_WHAT NEEDS TO BE DONE_
In the material below, from the line containing "Exercise. Put one marker on every instance of the tower" through the end of the material, rewrite those lines with "marker" changed to "pin" and everything else left as is. Return only those lines.
☆ ☆ ☆ ☆
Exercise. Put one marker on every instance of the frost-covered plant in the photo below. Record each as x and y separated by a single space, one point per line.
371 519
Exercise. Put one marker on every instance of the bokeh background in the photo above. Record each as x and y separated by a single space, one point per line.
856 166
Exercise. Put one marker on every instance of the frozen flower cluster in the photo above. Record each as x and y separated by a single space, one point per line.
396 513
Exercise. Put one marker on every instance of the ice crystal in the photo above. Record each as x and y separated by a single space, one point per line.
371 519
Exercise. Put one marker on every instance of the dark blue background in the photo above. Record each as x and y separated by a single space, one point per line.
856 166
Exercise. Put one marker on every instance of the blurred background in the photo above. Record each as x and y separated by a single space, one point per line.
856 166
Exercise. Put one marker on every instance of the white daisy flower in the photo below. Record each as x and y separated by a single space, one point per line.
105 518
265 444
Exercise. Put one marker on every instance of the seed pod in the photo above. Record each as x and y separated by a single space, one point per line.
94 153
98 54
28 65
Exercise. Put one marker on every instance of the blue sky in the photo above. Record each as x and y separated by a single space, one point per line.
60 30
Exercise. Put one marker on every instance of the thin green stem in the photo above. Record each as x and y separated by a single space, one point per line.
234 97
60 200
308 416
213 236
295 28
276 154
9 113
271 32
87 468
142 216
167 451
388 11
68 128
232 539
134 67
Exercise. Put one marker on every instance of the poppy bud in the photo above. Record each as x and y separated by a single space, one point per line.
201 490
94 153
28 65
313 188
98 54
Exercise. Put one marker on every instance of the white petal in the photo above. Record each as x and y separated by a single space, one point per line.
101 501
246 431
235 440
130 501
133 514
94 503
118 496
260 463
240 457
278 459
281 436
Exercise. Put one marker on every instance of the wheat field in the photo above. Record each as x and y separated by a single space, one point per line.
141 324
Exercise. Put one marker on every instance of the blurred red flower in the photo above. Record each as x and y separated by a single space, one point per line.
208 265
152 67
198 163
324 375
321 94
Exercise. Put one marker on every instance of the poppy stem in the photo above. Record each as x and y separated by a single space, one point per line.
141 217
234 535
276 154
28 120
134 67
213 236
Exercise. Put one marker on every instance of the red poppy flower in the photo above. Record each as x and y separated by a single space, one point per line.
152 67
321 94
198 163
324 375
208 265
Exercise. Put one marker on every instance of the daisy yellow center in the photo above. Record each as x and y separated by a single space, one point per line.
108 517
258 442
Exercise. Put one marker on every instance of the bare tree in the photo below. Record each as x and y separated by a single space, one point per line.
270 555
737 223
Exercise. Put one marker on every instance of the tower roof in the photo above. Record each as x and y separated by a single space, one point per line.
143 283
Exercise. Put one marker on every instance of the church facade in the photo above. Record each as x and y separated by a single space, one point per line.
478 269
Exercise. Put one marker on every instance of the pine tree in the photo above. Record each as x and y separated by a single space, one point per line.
☆ ☆ ☆ ☆
_EXERCISE RESULT_
Exercise. Put one pin on every instance of the tower roof in the photo above. Record each as x and y separated by a single space, one point per line.
143 283
Exercise. Put one pin on every instance of the church facade in the photo above. Record each as x and y separated by a single space, one point per line.
478 269
Exercise. Put one pin on every instance of the pine tree in the photo above. Record each as x and y separated by a single space, one point per line.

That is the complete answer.